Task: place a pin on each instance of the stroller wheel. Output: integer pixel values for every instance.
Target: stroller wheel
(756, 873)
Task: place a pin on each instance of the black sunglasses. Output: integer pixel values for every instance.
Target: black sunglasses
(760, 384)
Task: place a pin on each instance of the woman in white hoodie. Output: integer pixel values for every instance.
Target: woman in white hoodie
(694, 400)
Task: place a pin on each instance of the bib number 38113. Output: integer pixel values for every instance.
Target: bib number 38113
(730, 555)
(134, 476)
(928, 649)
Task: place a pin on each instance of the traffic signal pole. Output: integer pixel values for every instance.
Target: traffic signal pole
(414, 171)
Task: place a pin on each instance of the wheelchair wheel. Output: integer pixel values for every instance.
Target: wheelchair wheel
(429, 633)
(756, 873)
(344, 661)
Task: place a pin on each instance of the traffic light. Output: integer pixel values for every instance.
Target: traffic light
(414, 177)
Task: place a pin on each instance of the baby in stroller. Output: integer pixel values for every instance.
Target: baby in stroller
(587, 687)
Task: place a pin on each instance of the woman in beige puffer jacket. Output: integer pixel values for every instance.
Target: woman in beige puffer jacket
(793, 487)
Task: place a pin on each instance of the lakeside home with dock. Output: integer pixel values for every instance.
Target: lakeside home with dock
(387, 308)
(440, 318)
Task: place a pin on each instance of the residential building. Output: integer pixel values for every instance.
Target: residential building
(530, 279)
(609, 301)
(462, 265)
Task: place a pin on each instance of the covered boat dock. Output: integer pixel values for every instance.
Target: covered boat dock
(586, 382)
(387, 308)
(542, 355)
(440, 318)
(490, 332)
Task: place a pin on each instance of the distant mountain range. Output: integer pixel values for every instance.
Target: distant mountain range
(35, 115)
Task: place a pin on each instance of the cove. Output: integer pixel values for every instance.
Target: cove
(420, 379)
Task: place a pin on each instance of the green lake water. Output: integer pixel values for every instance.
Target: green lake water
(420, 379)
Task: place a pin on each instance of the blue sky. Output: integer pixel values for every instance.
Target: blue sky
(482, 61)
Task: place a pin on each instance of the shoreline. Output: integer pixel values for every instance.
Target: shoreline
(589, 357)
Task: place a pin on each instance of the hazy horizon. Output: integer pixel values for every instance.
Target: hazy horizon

******************************

Reproduce the listing above verbatim, every line from the first to the last.

WRITTEN RESPONSE:
Task: place a pin on each instance of the stroller wheel. Output: integer pixel values for every instance.
Target: stroller wheel
(756, 873)
Task: place a pin on each instance of the black sunglasses. Output: integer pixel values for every instance.
Target: black sunglasses
(760, 384)
Task: place a pin on each instance of the woman in white hoodie. Output: integer pixel values for every instance.
Target: woman in white hoodie
(694, 400)
Task: place a pin on each instance of the bib number 38113. Output: integer pixel values for every instance.
Target: bib number 38113
(730, 555)
(134, 476)
(928, 649)
Task: place a pin on each instance of the traffic signal pole. Output: integer pixel values for every instance.
Target: traffic signal pole
(414, 171)
Task: place a pin on each instance of the wheelchair wheel. Output: integer pixel values for every instance.
Target: wheelchair wheel
(429, 633)
(756, 873)
(344, 661)
Task: place a pin on each instance of the traffic light. Output: integer pixel values for every instance.
Target: traffic light
(414, 177)
Task: place a pin on each instance of the baby in stroller. Output: integer pixel values for every instance.
Target: baby in stroller
(587, 687)
Task: place a pin on each instance of the woman in beige puffer jacket. Output: integer pixel values for every instance.
Target: woman in beige puffer jacket
(793, 487)
Task: place a pin on each instance of the lakeside home with dock. Output: integer pixel values for every instance.
Target: lakeside home with dock
(387, 308)
(440, 318)
Task: place a pin on each instance of the residential building. Output: integer pixel values for every instance.
Target: residential building
(530, 279)
(609, 301)
(462, 265)
Task: place a pin on each instance of the covered boat dock. Output: integer pixel values for every instance.
Target: covered boat dock
(586, 382)
(387, 308)
(542, 355)
(440, 318)
(490, 332)
Task: place a pin on each instance of the distant mountain range. Output: integer pixel values for every instance.
Target: distant mountain range
(35, 115)
Task: place a pin on each instance of the cove. Output: integer pixel values for every instance.
Target: cove
(420, 379)
Task: place a pin on each instance of the green lake water. Output: integer pixel values for every instance.
Target: green lake water
(420, 379)
Task: place a pin on each instance of the blue sky. Output: integer pixel values for every instance.
Target: blue sky
(482, 61)
Task: place a pin on each instance of the shoreline. Output: integer pixel values for every instance.
Target: shoreline
(589, 357)
Task: place a pin on each instance of the hazy horizon. Output: integer pixel values for every instance.
Target: hazy horizon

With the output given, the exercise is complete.